*Exercise objective*:
Collect every line in the data below that contains the string "road", treating uppercase and lowercase as distinct.

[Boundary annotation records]

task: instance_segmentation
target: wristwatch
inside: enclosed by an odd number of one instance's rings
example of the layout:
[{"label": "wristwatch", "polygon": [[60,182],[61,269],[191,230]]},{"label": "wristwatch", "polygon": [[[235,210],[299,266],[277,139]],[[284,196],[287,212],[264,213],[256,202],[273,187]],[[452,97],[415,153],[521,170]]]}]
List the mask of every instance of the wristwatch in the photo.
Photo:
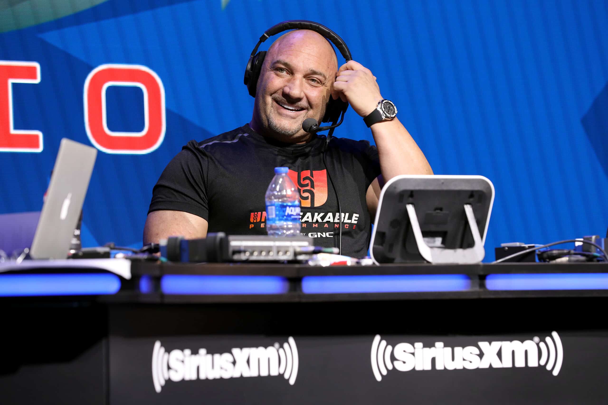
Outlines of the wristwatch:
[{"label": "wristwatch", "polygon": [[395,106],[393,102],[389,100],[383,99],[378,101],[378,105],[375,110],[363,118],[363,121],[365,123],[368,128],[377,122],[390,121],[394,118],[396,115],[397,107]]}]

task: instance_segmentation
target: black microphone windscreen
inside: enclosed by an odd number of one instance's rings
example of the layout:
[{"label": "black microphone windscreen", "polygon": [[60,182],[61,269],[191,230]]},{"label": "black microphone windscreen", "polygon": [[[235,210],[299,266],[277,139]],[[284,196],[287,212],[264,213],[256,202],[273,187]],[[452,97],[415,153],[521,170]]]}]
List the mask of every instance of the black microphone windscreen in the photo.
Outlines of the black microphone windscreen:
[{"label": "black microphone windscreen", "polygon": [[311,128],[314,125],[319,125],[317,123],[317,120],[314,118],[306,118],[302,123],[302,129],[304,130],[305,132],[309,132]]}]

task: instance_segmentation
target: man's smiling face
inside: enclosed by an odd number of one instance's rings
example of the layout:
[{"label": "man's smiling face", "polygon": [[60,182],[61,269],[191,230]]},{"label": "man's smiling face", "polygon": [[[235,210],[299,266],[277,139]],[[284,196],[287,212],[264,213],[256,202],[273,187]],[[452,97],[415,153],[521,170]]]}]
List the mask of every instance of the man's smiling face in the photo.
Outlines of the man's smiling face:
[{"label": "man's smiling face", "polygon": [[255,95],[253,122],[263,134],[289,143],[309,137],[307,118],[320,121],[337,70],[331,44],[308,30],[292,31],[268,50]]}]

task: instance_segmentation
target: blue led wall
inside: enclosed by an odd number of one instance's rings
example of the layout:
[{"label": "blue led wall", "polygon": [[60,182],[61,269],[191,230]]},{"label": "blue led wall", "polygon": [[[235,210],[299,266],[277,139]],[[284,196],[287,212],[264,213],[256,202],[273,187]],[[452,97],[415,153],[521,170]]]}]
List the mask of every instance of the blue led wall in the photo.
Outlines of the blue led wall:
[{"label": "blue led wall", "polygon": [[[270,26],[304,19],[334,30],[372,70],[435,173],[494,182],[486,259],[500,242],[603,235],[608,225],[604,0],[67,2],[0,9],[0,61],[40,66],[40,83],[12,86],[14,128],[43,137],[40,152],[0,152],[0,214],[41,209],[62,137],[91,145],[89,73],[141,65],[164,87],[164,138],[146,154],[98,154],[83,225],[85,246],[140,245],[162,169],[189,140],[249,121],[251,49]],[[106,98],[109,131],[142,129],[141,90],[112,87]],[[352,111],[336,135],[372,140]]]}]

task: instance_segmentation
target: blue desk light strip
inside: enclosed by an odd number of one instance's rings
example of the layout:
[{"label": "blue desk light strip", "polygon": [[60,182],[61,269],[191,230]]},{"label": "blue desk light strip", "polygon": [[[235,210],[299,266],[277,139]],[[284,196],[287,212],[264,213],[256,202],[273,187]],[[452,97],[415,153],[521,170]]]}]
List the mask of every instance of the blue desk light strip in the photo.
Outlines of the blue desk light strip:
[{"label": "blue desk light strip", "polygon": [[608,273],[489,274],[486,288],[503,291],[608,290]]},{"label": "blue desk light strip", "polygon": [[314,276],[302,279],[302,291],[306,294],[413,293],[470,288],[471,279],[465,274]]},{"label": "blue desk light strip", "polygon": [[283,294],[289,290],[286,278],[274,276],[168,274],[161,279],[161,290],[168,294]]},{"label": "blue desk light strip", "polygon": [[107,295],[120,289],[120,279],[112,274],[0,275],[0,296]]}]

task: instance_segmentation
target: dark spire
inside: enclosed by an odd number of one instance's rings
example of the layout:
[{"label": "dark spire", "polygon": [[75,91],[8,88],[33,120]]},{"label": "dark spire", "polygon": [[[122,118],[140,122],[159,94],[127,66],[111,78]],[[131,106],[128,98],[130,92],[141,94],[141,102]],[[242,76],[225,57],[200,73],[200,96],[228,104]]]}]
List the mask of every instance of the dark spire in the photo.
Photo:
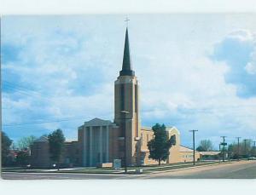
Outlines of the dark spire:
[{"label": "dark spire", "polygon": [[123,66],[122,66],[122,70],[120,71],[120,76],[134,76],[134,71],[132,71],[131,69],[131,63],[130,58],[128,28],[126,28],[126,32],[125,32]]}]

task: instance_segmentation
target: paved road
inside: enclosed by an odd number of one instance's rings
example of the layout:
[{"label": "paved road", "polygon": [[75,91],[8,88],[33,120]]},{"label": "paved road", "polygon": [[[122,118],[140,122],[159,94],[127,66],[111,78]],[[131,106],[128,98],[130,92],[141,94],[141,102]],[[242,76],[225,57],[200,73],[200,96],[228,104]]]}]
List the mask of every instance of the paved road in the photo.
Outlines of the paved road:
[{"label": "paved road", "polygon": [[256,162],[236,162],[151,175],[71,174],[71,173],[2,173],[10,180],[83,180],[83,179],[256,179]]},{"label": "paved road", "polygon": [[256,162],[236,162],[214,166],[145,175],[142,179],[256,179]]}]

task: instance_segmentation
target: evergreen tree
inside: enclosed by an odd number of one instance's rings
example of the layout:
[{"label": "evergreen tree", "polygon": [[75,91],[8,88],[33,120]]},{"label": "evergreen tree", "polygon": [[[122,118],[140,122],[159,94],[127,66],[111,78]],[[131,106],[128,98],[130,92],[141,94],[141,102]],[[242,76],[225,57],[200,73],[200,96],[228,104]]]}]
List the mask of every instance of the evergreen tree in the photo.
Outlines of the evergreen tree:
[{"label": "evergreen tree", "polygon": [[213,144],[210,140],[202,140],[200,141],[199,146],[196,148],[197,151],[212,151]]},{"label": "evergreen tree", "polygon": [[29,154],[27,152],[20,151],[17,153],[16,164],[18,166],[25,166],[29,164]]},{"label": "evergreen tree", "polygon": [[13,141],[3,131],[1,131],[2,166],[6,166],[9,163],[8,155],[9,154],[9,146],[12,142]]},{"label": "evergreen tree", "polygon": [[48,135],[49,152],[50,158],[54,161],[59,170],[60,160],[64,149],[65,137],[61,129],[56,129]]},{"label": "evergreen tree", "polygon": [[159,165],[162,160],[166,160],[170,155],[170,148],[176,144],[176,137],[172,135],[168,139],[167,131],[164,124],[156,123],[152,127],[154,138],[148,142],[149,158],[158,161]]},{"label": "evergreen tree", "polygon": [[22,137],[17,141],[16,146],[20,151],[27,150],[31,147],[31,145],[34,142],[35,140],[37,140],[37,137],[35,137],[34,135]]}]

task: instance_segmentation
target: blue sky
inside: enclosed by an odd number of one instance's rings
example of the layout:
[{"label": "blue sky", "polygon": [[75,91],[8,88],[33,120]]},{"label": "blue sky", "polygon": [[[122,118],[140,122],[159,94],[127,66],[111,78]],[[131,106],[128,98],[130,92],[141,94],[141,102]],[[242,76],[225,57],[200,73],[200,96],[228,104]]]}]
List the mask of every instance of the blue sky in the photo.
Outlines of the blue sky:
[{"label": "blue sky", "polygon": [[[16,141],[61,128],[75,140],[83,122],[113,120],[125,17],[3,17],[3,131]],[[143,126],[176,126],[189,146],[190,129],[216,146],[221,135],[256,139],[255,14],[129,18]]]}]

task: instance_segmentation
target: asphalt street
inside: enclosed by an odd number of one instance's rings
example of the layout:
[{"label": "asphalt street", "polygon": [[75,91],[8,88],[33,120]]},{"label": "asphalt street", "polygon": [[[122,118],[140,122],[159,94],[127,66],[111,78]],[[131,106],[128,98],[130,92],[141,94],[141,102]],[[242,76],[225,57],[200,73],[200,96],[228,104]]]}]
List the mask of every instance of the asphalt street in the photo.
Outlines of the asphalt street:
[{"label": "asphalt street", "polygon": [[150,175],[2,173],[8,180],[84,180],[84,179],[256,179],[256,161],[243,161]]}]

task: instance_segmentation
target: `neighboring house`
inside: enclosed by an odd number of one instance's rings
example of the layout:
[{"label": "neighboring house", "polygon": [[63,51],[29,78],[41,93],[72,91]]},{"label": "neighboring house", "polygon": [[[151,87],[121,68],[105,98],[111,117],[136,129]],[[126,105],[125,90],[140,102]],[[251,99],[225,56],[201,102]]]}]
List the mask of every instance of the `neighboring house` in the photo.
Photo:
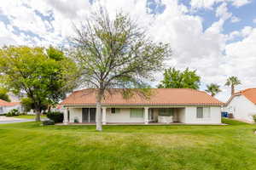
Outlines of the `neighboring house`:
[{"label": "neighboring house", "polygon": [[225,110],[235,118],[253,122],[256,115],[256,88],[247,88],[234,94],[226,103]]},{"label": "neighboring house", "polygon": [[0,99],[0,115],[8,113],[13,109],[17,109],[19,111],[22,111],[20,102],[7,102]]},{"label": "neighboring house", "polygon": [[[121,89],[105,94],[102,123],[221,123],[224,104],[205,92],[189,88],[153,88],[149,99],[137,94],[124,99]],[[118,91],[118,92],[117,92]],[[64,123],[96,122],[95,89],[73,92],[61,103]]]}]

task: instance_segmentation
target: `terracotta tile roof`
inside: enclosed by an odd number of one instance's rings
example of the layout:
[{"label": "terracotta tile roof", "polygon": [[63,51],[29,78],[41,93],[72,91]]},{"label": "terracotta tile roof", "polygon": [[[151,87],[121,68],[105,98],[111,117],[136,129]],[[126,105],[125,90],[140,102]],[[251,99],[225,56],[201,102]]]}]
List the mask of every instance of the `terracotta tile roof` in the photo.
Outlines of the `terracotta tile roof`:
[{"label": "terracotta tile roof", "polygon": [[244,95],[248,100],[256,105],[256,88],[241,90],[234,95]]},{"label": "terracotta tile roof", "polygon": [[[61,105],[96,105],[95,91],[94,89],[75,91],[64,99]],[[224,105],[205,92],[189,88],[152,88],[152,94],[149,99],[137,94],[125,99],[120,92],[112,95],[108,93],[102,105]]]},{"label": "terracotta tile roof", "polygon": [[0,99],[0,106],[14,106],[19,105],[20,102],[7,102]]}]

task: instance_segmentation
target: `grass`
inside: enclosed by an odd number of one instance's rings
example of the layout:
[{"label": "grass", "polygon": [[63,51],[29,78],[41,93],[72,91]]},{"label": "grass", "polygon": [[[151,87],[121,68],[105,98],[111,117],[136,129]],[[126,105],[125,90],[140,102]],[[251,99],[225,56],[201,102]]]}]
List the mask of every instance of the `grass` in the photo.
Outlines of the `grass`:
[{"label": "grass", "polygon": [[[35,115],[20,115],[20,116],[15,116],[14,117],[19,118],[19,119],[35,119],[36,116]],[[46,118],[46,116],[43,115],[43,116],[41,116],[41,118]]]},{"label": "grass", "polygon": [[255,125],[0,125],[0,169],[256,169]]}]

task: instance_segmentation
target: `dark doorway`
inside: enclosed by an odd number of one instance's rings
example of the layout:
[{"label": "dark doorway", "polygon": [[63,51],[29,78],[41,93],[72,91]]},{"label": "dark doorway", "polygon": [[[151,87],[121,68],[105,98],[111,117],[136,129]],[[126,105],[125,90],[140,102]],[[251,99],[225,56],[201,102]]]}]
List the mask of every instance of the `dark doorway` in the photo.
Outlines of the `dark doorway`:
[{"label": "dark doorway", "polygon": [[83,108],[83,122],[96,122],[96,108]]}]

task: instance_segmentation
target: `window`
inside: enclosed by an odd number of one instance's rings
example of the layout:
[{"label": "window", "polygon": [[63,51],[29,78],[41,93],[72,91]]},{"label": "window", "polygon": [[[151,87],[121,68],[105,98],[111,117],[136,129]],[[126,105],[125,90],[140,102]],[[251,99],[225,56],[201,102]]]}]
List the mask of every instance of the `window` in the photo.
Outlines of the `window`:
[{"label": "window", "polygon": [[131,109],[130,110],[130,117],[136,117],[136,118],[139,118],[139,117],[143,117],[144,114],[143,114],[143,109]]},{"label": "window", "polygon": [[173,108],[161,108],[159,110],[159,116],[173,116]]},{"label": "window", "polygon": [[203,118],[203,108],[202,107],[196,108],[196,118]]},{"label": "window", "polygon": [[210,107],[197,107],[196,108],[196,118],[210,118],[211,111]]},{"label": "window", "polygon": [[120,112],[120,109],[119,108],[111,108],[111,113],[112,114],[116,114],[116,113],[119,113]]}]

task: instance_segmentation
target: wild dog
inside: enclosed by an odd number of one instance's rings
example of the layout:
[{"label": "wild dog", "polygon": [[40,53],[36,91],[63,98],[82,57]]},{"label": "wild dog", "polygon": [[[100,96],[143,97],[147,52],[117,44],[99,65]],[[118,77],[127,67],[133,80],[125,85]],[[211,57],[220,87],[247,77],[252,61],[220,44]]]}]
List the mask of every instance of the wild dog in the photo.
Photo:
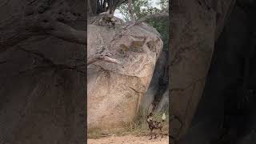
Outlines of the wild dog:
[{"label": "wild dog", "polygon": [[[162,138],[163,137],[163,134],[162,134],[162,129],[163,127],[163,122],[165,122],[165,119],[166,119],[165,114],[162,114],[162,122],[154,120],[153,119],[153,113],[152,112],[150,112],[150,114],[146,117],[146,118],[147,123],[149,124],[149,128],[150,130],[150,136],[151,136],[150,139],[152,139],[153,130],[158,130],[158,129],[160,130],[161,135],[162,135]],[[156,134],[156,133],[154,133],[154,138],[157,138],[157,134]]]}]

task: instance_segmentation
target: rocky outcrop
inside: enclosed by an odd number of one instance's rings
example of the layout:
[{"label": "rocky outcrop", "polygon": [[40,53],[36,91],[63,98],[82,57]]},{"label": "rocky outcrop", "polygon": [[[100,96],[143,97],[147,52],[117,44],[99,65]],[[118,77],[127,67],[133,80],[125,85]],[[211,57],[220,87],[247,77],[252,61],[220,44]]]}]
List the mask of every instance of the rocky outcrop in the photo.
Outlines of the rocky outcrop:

*Exercise output*:
target: paved road
[{"label": "paved road", "polygon": [[75,91],[8,88],[33,120]]},{"label": "paved road", "polygon": [[[122,118],[140,122],[159,94],[127,66],[111,78]],[[131,106],[128,98],[130,92],[141,94],[141,102]],[[242,76],[225,57],[200,73],[200,96],[228,104]]]}]
List the mask of every instance of the paved road in the photo.
Outlines of the paved road:
[{"label": "paved road", "polygon": [[256,162],[236,162],[151,175],[71,174],[71,173],[2,173],[10,180],[83,180],[83,179],[256,179]]},{"label": "paved road", "polygon": [[256,162],[236,162],[214,166],[145,175],[142,179],[256,179]]}]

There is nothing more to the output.